-- start Supplied text --

# VIN check



## narfpoit (Jun 16, 2004)

Hey I was just checking to see if anyone has access to a vehicle reports or title search based on VIN #? I just need to see when my truck was purchased by the original owner so I can fill out some paper work for a class action suit. So if anyone can do that for me if you can post up or pm me that would be great thanks.

John.

By the way it is for a Chevy Blazer and the suit is in regards to Dexcool coolant so if you have a vehicle that uses it (there is a pretty long list of covered vehicle) you should check it out.


----------



## BubbaBlue (May 11, 2004)

http://www.carfax.com/
"If" you're willing to drop $30 for it.

I've used it before and it works ok.
.


----------



## narfpoit (Jun 16, 2004)

Yeah I am trying to avoid paying that much for it since I am guessing someone on here probably has an account with a similar service already.


----------



## surfchunker (Apr 10, 2006)

*just call a dealer*

and give them the vin and they can tell you all about it .. I took my vin in to get a part and they print everything off from it ... color, date when it's made ... the whole works .... Free of charge ...... or go visit the service desk


----------



## chris storrs (Aug 25, 2005)

-- end Supplied text --
-- start Provided data --

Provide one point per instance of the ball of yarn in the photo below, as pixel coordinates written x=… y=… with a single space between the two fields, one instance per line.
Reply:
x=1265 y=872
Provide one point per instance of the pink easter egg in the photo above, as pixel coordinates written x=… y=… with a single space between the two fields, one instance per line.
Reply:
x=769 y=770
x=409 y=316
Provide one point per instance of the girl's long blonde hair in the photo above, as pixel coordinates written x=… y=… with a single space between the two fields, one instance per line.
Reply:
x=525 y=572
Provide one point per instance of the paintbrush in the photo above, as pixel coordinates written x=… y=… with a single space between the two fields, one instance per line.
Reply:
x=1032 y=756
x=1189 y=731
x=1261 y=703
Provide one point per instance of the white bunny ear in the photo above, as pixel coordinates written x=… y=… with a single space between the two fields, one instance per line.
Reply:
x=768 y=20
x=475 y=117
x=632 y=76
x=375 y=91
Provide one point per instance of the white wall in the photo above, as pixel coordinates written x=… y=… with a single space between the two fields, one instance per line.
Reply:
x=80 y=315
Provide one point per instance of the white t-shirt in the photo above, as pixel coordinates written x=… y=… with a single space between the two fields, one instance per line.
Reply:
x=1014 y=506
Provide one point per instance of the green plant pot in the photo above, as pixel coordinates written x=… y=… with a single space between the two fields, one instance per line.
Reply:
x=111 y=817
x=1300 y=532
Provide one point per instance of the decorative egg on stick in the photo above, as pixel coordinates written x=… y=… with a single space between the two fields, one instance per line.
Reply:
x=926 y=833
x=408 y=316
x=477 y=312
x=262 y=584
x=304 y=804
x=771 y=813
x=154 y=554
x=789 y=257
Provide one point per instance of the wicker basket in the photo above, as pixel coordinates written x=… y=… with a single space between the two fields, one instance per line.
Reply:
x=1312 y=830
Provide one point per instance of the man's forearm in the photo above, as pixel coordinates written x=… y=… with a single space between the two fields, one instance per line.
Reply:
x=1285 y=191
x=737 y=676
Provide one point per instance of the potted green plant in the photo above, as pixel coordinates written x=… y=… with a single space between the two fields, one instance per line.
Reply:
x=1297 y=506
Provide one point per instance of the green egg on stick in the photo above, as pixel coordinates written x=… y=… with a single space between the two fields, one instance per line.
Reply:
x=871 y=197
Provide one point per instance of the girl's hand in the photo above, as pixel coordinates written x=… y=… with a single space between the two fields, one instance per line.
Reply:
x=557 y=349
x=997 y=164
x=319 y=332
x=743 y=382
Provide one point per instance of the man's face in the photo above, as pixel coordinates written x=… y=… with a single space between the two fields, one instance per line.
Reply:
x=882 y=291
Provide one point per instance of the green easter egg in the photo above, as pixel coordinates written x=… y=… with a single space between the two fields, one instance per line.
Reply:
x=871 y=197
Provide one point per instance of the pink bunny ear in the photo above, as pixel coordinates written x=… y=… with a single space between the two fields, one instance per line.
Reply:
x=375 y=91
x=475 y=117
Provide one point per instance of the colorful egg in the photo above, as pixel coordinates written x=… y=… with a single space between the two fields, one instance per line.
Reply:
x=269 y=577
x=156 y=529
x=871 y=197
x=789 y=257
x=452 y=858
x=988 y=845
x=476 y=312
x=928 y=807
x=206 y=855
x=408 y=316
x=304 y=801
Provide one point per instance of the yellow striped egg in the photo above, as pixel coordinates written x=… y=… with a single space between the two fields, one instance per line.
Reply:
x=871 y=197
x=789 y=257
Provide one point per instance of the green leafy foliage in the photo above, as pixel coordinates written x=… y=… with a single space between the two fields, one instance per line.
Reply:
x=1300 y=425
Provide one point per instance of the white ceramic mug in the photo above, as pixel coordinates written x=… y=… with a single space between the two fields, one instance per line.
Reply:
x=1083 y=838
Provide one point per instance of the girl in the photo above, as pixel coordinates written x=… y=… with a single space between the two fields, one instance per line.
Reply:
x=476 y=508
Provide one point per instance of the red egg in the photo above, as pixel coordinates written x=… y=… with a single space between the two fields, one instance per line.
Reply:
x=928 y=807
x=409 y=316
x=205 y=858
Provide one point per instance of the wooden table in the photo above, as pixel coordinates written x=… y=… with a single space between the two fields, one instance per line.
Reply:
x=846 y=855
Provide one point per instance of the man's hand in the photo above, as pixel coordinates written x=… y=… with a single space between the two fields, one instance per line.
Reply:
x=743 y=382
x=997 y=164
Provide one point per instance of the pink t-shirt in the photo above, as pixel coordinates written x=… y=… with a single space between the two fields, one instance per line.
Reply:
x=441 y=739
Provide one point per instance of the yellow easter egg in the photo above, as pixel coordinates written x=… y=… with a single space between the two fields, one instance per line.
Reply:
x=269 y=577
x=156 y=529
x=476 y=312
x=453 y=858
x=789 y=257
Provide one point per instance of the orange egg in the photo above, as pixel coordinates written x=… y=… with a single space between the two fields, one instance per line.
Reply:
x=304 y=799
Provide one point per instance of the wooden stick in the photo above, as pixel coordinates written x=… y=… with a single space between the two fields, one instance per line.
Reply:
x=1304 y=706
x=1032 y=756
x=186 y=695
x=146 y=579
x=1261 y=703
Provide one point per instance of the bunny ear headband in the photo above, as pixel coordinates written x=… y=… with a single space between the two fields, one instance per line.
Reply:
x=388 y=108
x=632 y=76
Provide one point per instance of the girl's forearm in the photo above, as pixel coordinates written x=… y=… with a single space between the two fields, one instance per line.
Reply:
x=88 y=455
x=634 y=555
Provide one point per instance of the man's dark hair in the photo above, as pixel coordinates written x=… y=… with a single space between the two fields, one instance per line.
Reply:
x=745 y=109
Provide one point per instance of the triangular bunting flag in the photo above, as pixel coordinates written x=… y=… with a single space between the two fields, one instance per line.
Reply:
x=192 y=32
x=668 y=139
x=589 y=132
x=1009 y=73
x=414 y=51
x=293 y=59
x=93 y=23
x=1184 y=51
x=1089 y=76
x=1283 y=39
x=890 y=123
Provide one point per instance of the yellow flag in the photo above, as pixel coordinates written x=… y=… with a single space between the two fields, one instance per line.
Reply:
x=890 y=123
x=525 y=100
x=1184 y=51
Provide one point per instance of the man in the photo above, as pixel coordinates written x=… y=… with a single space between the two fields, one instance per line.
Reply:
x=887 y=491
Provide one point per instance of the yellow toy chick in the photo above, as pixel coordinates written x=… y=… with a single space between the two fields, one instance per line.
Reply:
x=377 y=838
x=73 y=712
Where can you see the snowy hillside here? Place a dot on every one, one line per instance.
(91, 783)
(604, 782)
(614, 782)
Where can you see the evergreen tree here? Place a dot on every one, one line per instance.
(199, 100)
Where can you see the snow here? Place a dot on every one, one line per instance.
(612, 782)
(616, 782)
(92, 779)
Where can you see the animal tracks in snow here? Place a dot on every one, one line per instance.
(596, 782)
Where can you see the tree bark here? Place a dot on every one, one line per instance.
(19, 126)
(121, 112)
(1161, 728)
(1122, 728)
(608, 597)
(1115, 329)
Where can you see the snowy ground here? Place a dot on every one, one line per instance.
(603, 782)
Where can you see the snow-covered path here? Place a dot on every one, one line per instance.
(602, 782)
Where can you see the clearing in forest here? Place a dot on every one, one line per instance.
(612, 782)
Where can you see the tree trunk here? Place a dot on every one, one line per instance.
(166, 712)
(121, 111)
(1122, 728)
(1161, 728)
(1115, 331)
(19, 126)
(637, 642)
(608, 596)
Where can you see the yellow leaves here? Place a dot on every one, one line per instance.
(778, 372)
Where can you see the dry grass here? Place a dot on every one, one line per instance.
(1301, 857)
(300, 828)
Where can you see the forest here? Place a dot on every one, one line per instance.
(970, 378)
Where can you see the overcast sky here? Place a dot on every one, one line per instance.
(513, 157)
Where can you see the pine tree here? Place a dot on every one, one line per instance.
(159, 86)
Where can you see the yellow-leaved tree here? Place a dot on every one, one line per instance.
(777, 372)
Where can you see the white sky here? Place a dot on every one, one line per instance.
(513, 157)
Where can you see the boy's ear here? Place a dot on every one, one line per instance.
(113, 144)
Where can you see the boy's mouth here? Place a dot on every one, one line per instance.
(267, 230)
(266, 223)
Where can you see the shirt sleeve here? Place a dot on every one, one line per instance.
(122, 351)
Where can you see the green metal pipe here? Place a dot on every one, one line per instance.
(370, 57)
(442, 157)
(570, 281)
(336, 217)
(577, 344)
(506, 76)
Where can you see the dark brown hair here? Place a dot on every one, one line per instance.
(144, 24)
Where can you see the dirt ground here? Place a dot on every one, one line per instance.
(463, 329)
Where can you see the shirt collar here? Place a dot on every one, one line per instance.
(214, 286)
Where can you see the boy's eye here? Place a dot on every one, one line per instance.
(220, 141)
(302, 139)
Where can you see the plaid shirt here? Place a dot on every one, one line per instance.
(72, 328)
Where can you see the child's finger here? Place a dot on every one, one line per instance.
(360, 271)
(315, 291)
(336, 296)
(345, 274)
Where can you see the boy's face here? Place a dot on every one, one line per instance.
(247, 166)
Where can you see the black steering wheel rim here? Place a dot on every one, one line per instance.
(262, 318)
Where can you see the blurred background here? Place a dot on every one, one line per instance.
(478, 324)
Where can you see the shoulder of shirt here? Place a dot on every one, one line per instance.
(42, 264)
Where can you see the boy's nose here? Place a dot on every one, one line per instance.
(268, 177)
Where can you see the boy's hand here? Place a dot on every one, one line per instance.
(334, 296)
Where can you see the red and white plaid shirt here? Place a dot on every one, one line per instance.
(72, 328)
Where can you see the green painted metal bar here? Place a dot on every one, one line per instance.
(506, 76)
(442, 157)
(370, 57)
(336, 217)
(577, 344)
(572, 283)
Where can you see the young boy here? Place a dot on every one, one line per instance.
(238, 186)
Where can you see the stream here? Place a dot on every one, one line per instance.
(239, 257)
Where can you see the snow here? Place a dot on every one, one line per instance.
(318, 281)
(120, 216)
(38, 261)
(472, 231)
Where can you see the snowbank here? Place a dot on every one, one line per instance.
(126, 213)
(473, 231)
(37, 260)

-- end Provided data --

▶ **Actions to take**:
1) Answer these from the VIN check thread:
(a) What make and model is the truck the first poster asks about?
(b) How much does BubbaBlue say the suggested website costs?
(c) What does surfchunker say a dealer charged for printing out the VIN details?
2) Write the next post in the VIN check thread, under the last name shown.
The records have no connection to the VIN check thread.

▶ **Responses for each task**:
1)
(a) A Chevy Blazer.
(b) $30.
(c) Nothing; it was free of charge.

2)
narfpoit said:


> Hey I was just checking to see if anyone has access to a vehicle reports or title search based on VIN #? I just need to see when my truck was purchased by the original owner so I can fill out some paper work for a class action suit. So if anyone can do that for me if you can post up or pm me that would be great thanks.
> 
> John.
> 
> By the way it is for a Chevy Blazer and the suit is in regards to Dexcool coolant so if you have a vehicle that uses it (there is a pretty long list of covered vehicle) you should check it out.



what about dexcool?curious whats going on...rpolly 1/3 to 1/5 of the vehicles that come into my work use it..


----------



## surfchunker (Apr 10, 2006)

*radiators*

it plugs them up and leaks


----------



## narfpoit (Jun 16, 2004)

The problem begins with a faulty rad cap. This allows air to come into contact with the dexcool which when at opporating temps turns it into a sludge which causes clogs and then leaks. It also dissolves some types of gaskete material which allows it to enter other engine components which is even worse.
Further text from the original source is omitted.